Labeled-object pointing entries
** Start **

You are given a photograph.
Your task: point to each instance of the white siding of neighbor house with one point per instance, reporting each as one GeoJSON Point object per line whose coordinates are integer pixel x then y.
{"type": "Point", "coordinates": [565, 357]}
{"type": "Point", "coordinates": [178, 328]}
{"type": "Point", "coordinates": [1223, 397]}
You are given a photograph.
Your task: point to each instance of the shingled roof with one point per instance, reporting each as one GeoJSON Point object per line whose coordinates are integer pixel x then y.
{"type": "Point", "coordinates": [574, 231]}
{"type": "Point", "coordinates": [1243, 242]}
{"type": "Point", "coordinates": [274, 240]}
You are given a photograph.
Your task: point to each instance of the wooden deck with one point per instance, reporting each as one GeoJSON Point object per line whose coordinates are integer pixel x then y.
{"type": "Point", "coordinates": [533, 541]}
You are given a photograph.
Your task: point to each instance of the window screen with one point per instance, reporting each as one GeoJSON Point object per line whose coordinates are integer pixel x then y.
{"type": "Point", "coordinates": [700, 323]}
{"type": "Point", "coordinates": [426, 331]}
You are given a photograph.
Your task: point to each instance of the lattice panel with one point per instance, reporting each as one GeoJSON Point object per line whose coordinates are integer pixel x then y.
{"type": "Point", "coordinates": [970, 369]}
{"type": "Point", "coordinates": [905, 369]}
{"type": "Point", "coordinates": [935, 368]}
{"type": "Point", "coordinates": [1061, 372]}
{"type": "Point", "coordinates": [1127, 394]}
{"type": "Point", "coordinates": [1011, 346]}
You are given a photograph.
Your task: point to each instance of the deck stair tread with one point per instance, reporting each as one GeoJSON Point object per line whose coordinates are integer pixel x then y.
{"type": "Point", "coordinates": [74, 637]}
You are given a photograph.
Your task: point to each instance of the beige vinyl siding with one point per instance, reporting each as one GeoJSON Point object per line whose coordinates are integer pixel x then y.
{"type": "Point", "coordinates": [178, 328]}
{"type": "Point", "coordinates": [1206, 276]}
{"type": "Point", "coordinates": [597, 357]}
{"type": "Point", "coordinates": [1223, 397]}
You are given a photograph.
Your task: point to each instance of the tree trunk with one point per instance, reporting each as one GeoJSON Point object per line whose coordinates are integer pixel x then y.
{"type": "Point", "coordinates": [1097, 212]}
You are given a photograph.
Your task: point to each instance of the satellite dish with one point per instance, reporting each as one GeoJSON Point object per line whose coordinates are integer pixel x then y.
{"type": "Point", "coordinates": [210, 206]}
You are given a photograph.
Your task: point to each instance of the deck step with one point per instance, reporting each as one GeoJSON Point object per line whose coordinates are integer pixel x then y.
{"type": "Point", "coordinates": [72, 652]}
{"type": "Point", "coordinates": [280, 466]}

** End **

◆ What you should do
Return the whole listing exactly.

◆ Written answer
You are given a photograph.
Your task: point to each instance of the white siding of neighbor house with one point per instance, reporting each as one GeoJSON Point object per line whose coordinates are integer pixel x then y.
{"type": "Point", "coordinates": [565, 357]}
{"type": "Point", "coordinates": [178, 328]}
{"type": "Point", "coordinates": [1223, 397]}
You are given a photograph.
Your task: point to each instance of the shingled roof with one point per instance, reporting each as one GeoJSON Point object per line whose coordinates are integer pixel x then y.
{"type": "Point", "coordinates": [574, 231]}
{"type": "Point", "coordinates": [1243, 242]}
{"type": "Point", "coordinates": [274, 240]}
You are given a photograph.
Your task: point to each instance of the wooden deck with one point per instance, reporting each as one GeoJSON Point object per line whose coordinates are integer pixel x then y.
{"type": "Point", "coordinates": [533, 541]}
You are given a photograph.
Your task: point to each instance of the window screen with one point per instance, reporting each as one GeoJSON Point object per line whose coordinates are integer pixel x then y.
{"type": "Point", "coordinates": [700, 323]}
{"type": "Point", "coordinates": [426, 331]}
You are given a photograph.
Your task: point to each instance of the lattice panel with one point per instance, reporting each as one GeoJSON Point object per line whose coordinates are integer pixel x then y.
{"type": "Point", "coordinates": [970, 369]}
{"type": "Point", "coordinates": [905, 369]}
{"type": "Point", "coordinates": [935, 368]}
{"type": "Point", "coordinates": [1061, 372]}
{"type": "Point", "coordinates": [1127, 394]}
{"type": "Point", "coordinates": [1011, 346]}
You are given a photograph.
Your task: point to each instance of the deck stair tread with one point per instance, reporting each as one GeoJSON Point object per line whose coordinates are integer pixel x then y.
{"type": "Point", "coordinates": [74, 637]}
You are given a photograph.
Your task: point to each instance of the beige vinyl siding with one point per instance, reporting each as one GeoJSON Point object per line whose coordinates are integer pixel x then y.
{"type": "Point", "coordinates": [178, 328]}
{"type": "Point", "coordinates": [1206, 276]}
{"type": "Point", "coordinates": [597, 357]}
{"type": "Point", "coordinates": [1223, 397]}
You are given a photograph.
Your task: point to each instance of the tree trunk with one point per instance, reporting each as one GeoJSON Point object per line whose coordinates are integer pixel x then y.
{"type": "Point", "coordinates": [1097, 212]}
You are given a photograph.
Your task: point to each instance of the satellite dish with one point per instance, reporting each as one GeoJSON Point object per line whose coordinates are integer pixel x then y.
{"type": "Point", "coordinates": [210, 206]}
You are given a photograph.
Your task: point to each instance of the deck step with one point per instance, reporting each as one GeoJSON Point object per line whose coordinates are integer pixel x then y.
{"type": "Point", "coordinates": [72, 652]}
{"type": "Point", "coordinates": [280, 466]}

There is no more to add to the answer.